▶ _MATERIAL TO PROCESS_:
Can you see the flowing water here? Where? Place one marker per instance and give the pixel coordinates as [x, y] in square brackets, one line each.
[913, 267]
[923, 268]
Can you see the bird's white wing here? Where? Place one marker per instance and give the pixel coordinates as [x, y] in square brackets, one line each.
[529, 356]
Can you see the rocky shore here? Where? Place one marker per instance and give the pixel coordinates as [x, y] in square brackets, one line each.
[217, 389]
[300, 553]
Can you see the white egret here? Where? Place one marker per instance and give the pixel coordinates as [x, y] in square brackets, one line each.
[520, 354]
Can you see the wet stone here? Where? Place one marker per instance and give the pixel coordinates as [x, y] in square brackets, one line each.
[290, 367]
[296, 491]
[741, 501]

▶ _WHAT YOU ARE ASKED TO DO_:
Print the listing exactly. Every line must match.

▶ _OUTPUT FOR THIS EXERCISE_:
Can you see the flowing water here? Where? Place one marker per instance and give the pixel coordinates as [x, y] in square brackets, one line each.
[913, 267]
[923, 268]
Can you see the bird's white wing here? Where? Place one marker per instance and give the pixel coordinates as [x, y] in square brackets, one line each.
[529, 356]
Can you see the rocky shore here? Where? Place one marker per instance and give the pixel coordinates as [x, y] in square brackets, one line each.
[217, 389]
[300, 553]
Can you see the white egret here? Where? Place one marker per instance and give the pixel coordinates as [x, y] in square brackets, one line each.
[520, 354]
Can you see the wet stone here? Where? Place one marker per instance and give the pixel coordinates as [x, y] in square brackets, one line each.
[290, 367]
[296, 491]
[741, 501]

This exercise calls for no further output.